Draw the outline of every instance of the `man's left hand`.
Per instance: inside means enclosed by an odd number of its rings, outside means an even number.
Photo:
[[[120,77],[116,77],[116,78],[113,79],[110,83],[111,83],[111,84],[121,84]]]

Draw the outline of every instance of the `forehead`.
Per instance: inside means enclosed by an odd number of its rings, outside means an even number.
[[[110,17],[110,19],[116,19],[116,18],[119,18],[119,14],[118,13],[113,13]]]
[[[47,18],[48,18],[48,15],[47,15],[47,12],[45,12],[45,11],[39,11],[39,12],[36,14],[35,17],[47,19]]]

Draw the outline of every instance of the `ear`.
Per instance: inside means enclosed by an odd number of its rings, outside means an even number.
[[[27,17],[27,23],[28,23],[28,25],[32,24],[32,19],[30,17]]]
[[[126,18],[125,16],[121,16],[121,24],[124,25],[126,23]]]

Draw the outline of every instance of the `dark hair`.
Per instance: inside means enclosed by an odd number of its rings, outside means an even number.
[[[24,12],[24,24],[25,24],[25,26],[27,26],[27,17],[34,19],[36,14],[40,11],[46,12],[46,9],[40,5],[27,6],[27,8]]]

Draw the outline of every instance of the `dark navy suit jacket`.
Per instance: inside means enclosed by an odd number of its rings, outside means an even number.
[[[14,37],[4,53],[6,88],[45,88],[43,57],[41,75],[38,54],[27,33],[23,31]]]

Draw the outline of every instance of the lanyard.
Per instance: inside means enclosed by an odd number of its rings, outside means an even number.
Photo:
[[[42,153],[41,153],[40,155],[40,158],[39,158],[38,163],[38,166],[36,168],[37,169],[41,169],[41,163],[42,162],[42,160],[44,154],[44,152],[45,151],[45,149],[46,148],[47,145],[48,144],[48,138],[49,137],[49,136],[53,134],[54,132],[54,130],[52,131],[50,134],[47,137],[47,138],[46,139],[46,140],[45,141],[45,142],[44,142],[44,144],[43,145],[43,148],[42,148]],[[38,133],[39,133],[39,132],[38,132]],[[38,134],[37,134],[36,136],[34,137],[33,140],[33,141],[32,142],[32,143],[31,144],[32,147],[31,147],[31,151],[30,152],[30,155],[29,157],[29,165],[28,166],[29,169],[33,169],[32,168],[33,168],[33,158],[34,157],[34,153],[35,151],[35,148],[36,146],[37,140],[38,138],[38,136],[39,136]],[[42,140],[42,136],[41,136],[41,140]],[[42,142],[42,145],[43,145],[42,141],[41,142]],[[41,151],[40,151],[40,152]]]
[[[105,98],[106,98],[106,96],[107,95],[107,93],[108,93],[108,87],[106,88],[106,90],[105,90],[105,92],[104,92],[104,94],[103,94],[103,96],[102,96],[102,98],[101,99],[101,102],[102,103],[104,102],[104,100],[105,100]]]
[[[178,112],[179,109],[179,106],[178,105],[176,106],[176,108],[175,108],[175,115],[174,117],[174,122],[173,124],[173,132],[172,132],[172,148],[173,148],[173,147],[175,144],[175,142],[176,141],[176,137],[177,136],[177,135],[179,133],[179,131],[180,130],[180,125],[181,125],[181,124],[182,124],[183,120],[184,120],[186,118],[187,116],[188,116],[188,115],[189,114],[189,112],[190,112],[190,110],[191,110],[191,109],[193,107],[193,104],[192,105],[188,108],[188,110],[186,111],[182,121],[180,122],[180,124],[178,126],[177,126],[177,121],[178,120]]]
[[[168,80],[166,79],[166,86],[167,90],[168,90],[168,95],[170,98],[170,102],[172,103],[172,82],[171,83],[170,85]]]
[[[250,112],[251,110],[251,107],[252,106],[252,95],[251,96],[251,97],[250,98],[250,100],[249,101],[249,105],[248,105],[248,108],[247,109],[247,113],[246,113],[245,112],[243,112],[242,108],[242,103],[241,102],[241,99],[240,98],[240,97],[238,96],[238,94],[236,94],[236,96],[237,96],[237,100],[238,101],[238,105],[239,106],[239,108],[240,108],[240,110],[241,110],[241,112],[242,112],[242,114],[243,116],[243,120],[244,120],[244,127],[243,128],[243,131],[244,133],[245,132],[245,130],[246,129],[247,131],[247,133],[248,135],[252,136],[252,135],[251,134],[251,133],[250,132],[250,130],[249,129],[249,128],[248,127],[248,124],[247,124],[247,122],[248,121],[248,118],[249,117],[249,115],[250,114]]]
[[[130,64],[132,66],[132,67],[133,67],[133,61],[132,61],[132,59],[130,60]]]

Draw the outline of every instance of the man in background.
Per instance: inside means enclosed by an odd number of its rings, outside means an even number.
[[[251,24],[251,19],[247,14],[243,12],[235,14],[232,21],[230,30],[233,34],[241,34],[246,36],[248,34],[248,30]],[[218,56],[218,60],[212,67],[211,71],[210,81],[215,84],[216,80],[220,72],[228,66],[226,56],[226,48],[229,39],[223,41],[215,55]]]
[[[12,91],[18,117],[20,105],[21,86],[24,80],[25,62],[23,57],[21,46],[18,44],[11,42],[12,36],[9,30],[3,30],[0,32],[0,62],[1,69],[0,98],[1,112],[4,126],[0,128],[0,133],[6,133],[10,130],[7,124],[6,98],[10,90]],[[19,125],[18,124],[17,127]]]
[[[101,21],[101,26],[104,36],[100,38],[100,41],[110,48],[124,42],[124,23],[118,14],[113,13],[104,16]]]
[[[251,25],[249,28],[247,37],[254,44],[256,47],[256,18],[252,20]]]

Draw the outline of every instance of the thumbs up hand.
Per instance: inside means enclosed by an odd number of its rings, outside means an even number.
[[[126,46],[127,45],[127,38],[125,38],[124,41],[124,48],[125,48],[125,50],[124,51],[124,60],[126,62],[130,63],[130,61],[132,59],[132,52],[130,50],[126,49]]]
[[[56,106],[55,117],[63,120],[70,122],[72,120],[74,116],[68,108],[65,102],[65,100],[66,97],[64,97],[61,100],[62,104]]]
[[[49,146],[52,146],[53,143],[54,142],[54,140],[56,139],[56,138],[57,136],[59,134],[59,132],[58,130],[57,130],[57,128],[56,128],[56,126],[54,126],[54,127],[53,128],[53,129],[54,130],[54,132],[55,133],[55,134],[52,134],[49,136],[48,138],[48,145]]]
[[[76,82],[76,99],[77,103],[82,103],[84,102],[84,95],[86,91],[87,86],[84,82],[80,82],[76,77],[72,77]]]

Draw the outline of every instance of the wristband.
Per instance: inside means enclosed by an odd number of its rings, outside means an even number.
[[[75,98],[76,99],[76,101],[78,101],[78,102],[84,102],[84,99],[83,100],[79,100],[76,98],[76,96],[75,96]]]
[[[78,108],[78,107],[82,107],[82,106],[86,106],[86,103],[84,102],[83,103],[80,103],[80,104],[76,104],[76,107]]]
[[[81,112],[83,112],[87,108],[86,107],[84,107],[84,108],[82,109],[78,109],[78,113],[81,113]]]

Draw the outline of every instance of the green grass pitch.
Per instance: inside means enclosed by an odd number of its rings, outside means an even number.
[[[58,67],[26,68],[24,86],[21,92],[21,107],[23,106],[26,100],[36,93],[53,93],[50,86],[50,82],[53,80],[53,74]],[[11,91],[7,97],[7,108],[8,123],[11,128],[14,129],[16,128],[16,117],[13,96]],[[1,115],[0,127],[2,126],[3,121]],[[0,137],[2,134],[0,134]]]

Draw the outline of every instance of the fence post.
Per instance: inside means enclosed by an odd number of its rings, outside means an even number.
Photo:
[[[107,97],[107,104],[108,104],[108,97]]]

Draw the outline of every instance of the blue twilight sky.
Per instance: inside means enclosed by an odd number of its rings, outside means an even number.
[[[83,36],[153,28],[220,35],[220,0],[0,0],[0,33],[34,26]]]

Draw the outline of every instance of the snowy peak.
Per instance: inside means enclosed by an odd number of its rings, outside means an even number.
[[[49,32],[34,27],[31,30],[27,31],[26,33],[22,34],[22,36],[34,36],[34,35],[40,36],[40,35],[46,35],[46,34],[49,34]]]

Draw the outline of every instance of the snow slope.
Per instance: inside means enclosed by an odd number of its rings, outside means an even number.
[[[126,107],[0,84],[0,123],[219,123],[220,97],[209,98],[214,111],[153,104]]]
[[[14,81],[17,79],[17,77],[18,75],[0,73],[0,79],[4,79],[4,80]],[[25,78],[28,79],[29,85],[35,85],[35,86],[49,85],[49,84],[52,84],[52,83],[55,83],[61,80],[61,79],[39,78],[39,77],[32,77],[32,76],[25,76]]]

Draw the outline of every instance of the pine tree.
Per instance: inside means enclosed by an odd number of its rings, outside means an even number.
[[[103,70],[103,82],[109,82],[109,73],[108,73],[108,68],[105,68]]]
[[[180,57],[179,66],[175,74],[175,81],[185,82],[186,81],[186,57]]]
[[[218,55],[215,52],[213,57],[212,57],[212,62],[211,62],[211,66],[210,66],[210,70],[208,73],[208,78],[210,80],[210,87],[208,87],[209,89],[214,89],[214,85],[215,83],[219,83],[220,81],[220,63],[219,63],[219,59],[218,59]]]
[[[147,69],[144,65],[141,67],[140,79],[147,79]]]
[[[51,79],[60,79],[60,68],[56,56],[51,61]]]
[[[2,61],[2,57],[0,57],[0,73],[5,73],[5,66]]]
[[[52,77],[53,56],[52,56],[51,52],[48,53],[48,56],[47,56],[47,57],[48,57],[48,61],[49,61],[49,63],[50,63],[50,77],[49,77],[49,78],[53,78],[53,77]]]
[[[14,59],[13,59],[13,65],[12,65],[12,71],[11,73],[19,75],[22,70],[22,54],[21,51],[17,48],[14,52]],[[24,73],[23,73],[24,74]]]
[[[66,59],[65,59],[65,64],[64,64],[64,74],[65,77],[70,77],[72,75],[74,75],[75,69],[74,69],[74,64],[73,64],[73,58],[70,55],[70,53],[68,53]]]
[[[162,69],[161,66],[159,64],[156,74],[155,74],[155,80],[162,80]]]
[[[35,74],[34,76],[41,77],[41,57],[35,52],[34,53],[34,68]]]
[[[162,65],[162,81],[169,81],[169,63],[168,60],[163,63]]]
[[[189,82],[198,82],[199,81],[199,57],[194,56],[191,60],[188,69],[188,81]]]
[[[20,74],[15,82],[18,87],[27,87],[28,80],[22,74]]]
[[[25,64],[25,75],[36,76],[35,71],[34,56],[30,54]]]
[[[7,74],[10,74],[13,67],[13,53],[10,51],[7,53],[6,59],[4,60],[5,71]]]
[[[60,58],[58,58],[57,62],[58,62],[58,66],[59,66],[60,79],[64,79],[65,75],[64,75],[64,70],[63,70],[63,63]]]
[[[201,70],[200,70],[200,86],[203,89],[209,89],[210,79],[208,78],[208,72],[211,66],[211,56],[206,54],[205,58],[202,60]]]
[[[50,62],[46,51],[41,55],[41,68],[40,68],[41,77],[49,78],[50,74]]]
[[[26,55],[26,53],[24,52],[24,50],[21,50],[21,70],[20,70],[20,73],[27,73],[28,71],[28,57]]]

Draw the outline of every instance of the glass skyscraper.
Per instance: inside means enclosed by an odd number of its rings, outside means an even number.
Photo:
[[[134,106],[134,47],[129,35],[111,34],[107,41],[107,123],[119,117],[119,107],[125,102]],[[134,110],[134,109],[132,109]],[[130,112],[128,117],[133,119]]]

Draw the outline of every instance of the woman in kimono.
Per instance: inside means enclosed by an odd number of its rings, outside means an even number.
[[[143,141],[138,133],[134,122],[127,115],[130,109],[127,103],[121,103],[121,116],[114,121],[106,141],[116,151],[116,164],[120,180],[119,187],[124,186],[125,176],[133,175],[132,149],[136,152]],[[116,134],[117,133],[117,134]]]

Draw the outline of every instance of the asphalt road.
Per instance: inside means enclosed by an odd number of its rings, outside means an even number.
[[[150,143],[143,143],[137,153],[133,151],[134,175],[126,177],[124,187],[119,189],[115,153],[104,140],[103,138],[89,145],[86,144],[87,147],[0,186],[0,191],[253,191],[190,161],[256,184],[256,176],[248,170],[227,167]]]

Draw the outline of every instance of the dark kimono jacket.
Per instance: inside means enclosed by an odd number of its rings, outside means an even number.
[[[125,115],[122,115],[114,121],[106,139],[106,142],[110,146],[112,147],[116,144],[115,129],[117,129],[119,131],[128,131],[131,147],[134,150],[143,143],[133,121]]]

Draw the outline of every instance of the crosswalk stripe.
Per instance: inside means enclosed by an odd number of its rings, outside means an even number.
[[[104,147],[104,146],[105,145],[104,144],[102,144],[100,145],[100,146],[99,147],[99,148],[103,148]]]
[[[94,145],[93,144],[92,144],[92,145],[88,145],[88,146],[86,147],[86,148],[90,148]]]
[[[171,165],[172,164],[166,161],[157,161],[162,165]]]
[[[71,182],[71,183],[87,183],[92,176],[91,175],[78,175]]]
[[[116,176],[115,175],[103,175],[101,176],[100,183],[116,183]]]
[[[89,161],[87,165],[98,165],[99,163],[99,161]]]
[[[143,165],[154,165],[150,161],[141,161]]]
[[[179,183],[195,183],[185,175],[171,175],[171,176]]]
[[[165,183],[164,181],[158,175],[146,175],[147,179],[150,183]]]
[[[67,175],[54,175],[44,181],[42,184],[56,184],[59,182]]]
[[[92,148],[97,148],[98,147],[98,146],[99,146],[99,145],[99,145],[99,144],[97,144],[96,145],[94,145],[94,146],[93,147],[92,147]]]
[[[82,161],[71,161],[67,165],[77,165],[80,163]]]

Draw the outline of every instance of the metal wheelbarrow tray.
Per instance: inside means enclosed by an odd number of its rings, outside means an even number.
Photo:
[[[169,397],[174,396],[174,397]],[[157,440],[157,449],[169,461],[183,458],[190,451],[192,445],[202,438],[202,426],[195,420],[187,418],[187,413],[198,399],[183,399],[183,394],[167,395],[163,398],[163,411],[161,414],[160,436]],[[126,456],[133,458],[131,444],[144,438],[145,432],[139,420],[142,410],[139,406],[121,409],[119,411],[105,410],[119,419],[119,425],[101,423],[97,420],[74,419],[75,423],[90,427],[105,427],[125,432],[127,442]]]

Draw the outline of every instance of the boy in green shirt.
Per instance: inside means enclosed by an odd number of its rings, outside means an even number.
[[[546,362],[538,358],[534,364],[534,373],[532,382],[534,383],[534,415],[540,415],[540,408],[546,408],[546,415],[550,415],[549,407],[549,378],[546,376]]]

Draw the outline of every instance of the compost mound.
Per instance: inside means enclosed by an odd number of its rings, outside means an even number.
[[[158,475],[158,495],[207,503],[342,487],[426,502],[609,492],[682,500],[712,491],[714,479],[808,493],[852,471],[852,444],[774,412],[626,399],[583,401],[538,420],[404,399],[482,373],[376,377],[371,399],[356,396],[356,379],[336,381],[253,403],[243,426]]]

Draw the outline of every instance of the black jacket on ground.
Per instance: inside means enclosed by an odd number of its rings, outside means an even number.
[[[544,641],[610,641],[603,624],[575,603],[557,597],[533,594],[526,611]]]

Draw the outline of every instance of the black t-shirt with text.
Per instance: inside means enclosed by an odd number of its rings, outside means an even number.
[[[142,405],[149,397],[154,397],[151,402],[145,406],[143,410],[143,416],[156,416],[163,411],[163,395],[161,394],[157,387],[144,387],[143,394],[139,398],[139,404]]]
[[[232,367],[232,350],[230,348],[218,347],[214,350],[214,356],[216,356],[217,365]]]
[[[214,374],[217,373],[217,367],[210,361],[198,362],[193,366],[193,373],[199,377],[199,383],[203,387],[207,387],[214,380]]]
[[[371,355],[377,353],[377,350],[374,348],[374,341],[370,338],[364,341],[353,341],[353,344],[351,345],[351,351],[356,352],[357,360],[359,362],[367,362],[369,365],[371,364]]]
──────────
▶ _Written task_
Locate each line in the material above that contains the word "dark", and copy every such line in full.

▶ _Solution_
Draw the outline of every instance of the `dark hair`.
Draw the outline of every instance of the `dark navy suit jacket`.
Draw the outline of every instance of the dark kimono jacket.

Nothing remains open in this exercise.